**TASK REQUIREMENTS**
Rewrite the items from the line with "of the man in" up to and including the line with "<point>102,120</point>" as a numbered list, leaving out any blank lines.
* * * * * * *
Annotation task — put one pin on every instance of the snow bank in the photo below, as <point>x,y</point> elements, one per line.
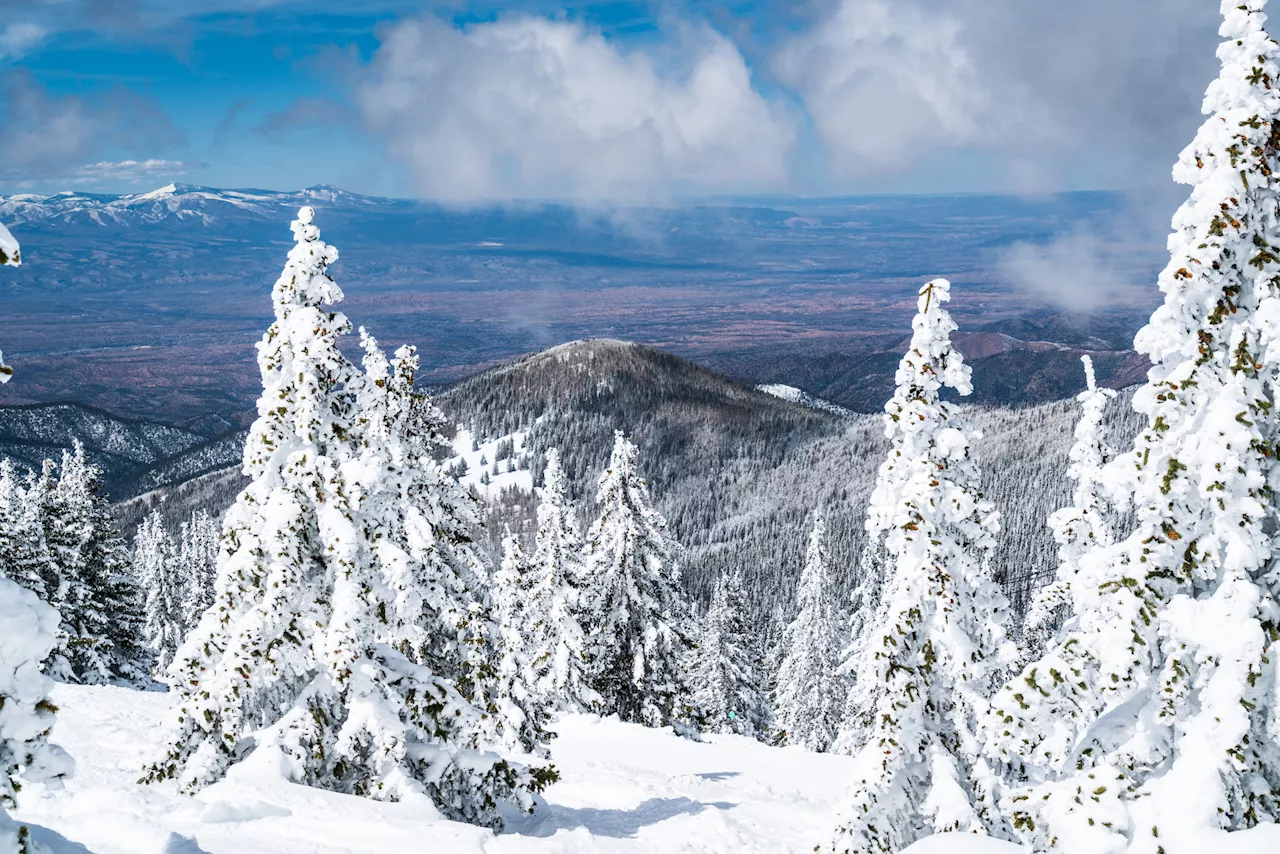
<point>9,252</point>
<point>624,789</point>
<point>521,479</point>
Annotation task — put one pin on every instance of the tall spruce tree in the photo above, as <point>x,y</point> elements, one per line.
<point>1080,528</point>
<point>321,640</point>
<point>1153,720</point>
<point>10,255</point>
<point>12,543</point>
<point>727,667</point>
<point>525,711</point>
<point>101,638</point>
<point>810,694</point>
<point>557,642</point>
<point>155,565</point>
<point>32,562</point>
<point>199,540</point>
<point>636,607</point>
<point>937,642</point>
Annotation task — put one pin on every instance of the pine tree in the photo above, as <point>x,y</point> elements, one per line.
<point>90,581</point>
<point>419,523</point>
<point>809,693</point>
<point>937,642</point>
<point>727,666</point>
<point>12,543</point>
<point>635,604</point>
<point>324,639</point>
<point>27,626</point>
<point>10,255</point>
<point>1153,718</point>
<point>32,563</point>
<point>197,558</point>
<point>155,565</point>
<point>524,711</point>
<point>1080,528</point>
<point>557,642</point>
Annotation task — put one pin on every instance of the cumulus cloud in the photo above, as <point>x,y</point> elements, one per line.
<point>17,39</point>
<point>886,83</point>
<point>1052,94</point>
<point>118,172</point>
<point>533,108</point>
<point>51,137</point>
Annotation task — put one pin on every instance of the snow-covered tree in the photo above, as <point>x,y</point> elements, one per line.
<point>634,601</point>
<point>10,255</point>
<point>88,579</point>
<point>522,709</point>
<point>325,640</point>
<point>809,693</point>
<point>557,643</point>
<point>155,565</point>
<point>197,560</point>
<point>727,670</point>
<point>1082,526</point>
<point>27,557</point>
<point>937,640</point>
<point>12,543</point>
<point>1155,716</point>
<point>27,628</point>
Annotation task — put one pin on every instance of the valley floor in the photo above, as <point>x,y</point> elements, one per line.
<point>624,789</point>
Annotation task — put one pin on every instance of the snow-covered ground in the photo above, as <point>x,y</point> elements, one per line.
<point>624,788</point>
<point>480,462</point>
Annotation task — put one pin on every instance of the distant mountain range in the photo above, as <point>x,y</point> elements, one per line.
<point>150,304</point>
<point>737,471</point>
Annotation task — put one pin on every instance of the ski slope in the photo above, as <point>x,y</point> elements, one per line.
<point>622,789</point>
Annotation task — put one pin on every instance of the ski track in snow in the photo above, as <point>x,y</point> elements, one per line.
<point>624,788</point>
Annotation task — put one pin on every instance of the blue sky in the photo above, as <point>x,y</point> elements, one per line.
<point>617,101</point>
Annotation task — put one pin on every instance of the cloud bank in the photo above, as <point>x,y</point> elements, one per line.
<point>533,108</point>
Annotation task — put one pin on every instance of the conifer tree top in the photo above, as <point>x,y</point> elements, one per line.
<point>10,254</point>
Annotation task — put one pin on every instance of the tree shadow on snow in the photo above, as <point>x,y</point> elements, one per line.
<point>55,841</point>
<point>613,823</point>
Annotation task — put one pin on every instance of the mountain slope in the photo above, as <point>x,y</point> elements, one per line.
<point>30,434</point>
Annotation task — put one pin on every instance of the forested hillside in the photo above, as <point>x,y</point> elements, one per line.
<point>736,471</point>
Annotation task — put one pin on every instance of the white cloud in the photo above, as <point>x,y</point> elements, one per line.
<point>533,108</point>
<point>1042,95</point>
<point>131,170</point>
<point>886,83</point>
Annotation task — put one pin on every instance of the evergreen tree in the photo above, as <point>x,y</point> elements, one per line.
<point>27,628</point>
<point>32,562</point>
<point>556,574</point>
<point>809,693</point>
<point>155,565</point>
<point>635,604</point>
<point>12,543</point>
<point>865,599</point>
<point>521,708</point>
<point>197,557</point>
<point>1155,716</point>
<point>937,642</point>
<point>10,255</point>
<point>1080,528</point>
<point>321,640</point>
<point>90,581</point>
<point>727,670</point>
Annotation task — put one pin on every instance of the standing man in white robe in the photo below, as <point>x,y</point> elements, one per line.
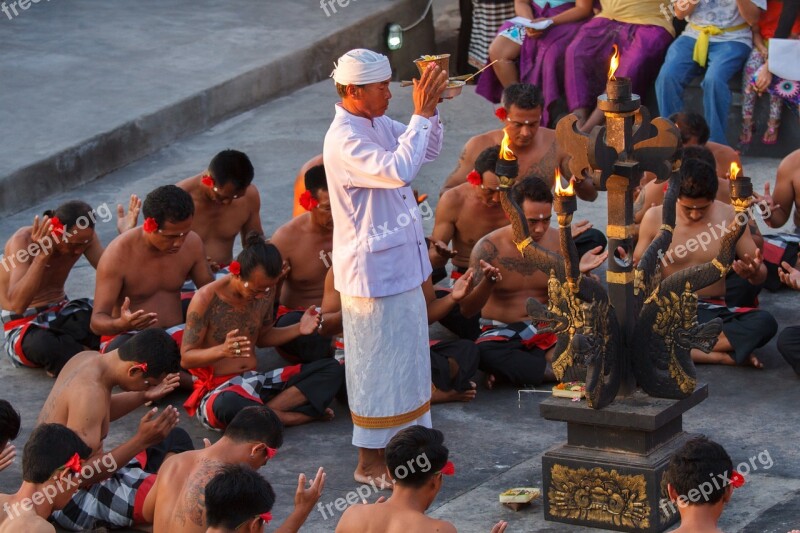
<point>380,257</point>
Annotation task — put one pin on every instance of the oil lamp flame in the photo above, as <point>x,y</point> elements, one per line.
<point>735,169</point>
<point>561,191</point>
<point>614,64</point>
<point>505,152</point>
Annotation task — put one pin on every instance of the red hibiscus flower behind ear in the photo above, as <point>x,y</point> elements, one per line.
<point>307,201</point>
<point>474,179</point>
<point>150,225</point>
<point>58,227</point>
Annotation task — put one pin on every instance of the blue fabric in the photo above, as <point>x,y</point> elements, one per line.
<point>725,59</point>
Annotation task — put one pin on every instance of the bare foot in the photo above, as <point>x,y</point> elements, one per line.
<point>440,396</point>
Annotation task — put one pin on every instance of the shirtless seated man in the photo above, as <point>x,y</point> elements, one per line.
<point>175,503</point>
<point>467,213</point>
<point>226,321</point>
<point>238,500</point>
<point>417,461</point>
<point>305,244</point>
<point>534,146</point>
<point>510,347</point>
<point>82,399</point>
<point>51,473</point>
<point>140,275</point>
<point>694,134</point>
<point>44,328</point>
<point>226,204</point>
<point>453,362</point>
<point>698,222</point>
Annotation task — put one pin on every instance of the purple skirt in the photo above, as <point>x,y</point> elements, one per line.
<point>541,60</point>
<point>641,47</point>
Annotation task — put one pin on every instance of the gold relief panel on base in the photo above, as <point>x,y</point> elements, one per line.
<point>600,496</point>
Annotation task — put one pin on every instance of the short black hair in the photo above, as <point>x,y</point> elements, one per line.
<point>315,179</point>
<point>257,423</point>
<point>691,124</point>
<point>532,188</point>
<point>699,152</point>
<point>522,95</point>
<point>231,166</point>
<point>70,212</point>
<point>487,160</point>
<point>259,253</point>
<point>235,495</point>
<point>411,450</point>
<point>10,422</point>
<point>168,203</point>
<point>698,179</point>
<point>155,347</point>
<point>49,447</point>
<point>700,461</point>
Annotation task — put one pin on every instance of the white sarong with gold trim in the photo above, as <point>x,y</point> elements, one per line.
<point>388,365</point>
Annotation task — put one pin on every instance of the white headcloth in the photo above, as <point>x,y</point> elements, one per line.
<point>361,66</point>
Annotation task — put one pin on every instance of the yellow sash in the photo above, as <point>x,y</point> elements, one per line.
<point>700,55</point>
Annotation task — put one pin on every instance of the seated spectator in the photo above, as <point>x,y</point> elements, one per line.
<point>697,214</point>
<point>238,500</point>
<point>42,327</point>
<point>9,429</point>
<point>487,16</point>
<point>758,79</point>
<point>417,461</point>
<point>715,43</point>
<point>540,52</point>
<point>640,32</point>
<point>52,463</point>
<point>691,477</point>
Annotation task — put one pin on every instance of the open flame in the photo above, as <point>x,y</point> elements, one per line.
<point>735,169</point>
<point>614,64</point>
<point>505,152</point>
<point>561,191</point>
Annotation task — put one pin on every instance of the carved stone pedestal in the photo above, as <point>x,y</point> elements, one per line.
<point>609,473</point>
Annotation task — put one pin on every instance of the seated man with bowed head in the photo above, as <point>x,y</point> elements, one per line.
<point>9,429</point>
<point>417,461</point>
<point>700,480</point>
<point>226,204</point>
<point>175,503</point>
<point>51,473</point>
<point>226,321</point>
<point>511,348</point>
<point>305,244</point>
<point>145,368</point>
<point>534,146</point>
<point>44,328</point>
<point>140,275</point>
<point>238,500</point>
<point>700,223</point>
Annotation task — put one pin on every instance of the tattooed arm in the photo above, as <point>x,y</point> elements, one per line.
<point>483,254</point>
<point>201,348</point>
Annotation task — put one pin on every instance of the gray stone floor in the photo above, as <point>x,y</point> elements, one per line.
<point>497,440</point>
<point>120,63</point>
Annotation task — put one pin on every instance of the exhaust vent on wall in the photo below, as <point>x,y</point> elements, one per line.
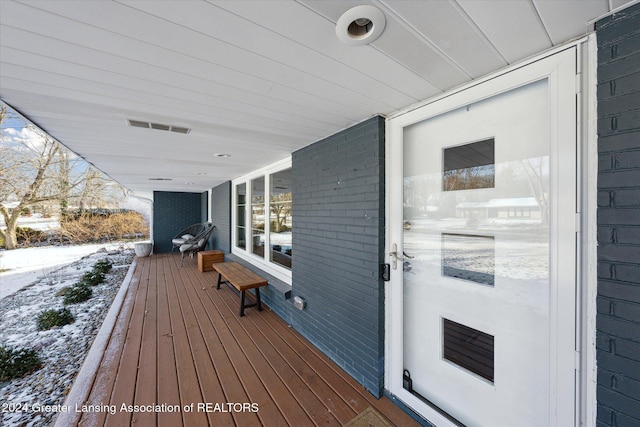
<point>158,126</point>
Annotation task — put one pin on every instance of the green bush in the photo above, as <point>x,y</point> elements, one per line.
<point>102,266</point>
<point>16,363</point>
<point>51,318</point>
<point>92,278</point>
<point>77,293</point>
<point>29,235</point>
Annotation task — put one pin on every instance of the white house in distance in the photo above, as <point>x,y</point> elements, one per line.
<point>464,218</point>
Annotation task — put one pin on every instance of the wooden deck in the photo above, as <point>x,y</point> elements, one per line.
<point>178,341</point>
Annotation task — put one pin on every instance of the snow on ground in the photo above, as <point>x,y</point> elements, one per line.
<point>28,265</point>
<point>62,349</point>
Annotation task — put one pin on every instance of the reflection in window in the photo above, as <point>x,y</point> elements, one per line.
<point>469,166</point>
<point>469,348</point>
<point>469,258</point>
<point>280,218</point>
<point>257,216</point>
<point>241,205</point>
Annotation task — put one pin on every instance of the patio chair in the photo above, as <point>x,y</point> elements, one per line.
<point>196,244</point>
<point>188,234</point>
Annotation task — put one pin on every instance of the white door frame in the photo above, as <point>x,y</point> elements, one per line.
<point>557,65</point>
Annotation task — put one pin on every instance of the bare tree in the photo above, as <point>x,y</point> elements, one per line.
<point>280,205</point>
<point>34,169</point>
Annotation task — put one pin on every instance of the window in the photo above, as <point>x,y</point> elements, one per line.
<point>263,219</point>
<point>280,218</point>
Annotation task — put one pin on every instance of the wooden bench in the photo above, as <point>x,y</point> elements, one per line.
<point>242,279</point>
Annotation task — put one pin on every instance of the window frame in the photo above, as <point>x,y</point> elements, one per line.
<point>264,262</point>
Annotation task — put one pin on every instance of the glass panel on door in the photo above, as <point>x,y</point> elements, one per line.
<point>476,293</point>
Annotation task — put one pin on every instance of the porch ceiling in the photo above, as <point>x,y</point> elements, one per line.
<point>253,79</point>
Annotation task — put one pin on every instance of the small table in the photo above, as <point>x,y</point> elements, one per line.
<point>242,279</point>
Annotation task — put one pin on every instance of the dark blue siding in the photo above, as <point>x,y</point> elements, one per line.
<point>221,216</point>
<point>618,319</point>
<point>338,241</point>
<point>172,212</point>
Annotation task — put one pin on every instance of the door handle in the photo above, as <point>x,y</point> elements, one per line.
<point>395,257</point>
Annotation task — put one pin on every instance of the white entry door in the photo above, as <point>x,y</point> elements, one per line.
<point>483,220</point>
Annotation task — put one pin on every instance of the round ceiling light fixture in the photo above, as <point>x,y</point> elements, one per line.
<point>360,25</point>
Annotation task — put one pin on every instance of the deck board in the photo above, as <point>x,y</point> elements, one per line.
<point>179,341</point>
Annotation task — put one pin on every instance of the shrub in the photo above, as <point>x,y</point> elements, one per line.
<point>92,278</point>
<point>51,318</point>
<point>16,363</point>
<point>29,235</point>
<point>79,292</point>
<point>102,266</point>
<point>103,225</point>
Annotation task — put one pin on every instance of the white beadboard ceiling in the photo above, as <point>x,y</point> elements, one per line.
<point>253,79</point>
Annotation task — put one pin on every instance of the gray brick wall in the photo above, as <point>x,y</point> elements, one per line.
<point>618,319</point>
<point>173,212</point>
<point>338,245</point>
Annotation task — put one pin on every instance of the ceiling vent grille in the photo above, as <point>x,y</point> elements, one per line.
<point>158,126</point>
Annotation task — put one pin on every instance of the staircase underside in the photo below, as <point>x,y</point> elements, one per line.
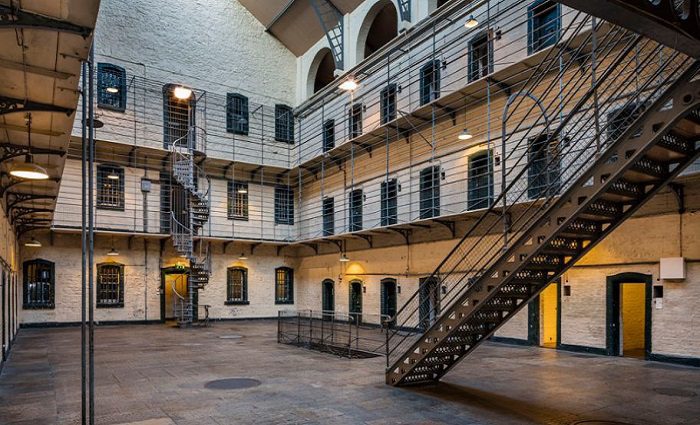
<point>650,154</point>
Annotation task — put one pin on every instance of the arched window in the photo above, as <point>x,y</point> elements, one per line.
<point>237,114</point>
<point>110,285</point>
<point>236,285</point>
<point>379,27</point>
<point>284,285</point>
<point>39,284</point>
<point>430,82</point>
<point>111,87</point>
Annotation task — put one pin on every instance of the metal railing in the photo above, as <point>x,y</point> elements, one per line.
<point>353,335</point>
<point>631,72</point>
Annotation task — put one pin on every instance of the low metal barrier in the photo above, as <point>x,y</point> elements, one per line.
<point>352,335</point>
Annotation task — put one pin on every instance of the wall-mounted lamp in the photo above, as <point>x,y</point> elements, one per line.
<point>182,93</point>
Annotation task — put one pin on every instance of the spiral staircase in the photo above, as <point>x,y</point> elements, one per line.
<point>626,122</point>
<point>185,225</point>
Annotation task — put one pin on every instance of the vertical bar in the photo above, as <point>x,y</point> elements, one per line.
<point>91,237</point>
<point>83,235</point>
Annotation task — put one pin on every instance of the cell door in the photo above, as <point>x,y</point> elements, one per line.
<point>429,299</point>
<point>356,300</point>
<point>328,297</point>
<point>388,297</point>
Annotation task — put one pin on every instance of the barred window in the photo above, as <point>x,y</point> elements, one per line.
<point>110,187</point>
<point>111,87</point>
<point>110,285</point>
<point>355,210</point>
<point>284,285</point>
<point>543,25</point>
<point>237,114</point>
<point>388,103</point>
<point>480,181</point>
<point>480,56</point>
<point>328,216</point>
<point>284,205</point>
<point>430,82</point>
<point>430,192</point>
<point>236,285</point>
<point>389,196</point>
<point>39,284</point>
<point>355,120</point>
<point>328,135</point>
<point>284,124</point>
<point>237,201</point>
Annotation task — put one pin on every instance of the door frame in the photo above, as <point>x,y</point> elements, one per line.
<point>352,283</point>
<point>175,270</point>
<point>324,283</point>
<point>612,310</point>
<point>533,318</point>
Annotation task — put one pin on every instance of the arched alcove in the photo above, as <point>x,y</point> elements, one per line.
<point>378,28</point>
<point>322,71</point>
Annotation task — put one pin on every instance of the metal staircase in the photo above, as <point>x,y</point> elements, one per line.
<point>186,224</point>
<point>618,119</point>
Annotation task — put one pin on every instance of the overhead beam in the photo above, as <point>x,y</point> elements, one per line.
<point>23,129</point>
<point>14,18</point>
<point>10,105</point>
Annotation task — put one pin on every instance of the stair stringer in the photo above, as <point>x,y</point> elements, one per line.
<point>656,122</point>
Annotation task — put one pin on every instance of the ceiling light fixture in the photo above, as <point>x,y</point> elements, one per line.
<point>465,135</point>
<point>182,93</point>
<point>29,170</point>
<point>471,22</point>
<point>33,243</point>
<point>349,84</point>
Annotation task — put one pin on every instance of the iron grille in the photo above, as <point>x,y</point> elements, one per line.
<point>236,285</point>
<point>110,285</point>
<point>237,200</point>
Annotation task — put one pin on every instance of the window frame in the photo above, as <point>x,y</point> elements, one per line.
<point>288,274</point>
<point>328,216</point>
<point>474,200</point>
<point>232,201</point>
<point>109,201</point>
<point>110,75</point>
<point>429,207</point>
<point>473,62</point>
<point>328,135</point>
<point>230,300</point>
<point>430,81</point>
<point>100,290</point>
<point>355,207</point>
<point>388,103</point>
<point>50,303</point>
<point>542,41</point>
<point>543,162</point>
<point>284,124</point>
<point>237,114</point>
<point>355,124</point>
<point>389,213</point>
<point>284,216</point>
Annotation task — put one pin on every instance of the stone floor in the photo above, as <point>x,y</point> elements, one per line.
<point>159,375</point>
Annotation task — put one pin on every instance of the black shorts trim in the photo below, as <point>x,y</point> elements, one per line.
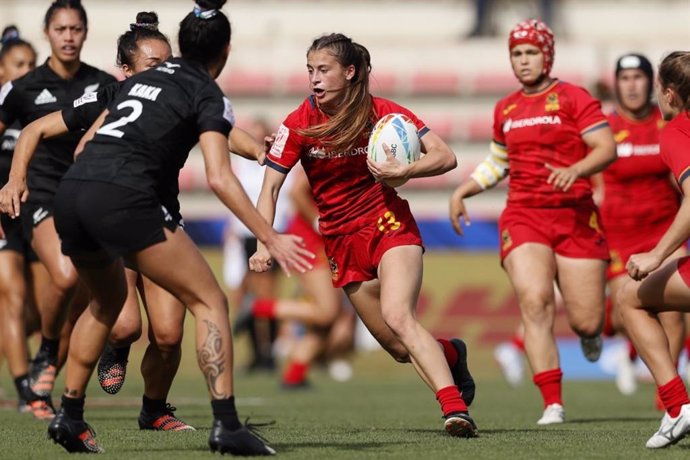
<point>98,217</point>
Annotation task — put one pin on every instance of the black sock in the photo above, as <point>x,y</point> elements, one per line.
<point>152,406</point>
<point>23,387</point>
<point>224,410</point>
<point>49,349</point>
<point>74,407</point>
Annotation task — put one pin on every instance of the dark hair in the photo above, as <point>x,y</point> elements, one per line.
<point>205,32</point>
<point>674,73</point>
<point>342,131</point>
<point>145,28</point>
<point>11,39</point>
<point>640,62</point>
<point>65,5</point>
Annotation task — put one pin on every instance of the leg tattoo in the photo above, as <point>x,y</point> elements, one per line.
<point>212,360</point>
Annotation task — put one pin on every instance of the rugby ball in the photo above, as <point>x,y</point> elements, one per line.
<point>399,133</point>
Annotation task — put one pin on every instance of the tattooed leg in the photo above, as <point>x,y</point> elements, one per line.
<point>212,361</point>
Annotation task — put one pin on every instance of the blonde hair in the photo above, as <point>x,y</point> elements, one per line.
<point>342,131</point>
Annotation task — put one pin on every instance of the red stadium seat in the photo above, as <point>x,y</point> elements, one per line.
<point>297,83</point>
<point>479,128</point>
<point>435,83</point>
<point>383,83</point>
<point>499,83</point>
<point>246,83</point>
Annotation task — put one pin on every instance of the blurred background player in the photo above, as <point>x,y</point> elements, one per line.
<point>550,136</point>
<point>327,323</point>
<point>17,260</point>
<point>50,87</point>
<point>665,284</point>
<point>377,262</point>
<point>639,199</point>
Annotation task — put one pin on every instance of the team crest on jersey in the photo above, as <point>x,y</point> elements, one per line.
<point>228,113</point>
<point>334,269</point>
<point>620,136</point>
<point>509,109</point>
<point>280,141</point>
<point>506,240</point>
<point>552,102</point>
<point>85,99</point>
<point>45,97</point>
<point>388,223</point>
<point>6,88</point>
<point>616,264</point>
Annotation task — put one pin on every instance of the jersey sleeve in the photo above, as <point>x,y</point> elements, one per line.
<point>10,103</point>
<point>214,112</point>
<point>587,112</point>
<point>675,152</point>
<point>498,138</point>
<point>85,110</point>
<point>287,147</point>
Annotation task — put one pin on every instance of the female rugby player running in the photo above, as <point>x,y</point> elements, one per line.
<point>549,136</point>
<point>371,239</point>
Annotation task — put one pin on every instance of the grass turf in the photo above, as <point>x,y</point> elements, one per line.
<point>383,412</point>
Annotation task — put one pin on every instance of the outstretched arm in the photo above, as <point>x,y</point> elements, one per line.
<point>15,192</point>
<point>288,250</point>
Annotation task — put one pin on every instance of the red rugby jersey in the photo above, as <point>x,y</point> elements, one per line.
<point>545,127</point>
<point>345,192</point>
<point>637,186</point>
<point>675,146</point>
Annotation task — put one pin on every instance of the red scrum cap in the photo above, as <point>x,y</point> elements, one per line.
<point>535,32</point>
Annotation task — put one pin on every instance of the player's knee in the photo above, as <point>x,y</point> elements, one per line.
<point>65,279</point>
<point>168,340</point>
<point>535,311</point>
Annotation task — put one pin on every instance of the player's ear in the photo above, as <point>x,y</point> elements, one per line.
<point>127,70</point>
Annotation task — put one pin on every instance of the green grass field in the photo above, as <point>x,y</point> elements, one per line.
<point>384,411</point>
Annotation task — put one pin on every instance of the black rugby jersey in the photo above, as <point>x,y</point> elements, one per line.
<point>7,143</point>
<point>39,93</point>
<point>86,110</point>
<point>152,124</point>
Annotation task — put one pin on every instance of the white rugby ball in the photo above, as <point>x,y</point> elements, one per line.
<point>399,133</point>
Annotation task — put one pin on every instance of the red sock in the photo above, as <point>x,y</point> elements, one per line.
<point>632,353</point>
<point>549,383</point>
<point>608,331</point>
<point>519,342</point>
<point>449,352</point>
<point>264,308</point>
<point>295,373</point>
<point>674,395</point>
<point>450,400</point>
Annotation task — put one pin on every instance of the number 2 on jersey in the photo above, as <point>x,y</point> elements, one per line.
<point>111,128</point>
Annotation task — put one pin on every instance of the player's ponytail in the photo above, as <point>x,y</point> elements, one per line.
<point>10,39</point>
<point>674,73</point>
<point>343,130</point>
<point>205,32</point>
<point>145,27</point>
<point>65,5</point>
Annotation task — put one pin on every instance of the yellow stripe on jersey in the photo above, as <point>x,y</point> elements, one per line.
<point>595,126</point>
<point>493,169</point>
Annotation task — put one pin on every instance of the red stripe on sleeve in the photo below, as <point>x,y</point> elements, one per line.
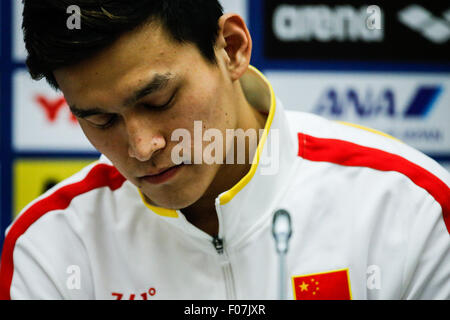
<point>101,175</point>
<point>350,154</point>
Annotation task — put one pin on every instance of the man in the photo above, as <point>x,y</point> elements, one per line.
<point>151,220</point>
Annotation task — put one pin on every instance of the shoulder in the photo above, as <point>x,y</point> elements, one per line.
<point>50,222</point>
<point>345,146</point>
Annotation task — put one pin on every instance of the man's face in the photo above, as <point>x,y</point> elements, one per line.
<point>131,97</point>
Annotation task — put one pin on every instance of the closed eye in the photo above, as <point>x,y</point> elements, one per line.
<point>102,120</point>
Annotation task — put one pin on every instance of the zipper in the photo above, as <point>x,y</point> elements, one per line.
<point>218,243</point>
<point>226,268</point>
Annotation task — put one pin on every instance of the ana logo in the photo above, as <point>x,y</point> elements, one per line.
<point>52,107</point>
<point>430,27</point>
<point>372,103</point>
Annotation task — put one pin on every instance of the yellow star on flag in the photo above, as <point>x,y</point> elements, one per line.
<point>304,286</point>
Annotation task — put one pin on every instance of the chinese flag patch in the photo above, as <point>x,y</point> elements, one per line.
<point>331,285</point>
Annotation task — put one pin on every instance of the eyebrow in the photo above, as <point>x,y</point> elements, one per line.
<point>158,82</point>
* * * * * * *
**CORRECT RESULT**
1. Annotation task — put one pin on every instance of the man in the photo above, as <point>x,y</point> elements, one per line.
2. <point>151,220</point>
3. Annotation task — put one pin on every instance of the shoulder in the photo above, as <point>x,y</point> elements, one per line.
4. <point>50,222</point>
5. <point>345,146</point>
6. Annotation task — put one pin on every instance of the man's face in the photo above, as <point>x,y</point> elements, one per line.
7. <point>131,97</point>
8. Annotation task — put one pin on every instance of the closed eye in the photo above, as <point>x,y</point> elements, one per line.
9. <point>102,120</point>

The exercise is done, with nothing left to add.